DO THIS: List each line in the entries below that contains the string "boot".

◆ ◆ ◆ ◆ ◆ ◆ ◆

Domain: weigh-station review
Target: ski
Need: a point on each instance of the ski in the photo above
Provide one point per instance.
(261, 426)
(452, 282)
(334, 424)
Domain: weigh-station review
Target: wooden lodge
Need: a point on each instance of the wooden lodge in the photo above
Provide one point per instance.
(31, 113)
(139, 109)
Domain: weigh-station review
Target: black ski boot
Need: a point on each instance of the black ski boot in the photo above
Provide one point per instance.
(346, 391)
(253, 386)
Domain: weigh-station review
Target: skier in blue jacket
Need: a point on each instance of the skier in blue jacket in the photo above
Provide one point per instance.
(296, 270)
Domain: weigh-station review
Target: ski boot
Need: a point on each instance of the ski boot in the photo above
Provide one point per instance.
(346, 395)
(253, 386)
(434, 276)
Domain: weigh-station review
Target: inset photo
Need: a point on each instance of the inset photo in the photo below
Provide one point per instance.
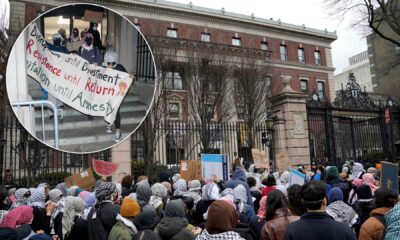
(81, 78)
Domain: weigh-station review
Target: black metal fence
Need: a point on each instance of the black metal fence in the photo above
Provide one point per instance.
(353, 127)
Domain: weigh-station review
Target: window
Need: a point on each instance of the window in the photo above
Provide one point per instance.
(264, 46)
(236, 42)
(240, 112)
(173, 110)
(300, 54)
(172, 32)
(283, 53)
(317, 57)
(304, 85)
(205, 37)
(321, 90)
(173, 81)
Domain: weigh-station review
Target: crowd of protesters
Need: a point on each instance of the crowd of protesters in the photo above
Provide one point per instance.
(250, 205)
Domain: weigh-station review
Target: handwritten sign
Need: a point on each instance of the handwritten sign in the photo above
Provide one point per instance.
(90, 89)
(104, 168)
(84, 180)
(260, 158)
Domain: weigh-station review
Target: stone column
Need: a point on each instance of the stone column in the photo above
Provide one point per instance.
(121, 154)
(291, 144)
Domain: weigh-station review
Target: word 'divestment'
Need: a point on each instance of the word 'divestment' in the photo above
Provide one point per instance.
(90, 89)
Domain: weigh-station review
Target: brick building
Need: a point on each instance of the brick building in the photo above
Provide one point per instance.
(303, 54)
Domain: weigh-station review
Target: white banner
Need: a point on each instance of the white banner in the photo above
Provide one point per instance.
(90, 89)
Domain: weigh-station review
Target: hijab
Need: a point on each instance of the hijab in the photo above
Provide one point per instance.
(222, 217)
(74, 206)
(18, 216)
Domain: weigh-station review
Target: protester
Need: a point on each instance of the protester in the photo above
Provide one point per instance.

◆ ◆ ◆ ◆ ◆ ◆ ◆

RESULT OF THIS TASK:
Target: black ski boot
Need: a point on each instance of the black ski boot in the photo above
Target: ski boot
Need: a point on each instance of the ski boot in the photo above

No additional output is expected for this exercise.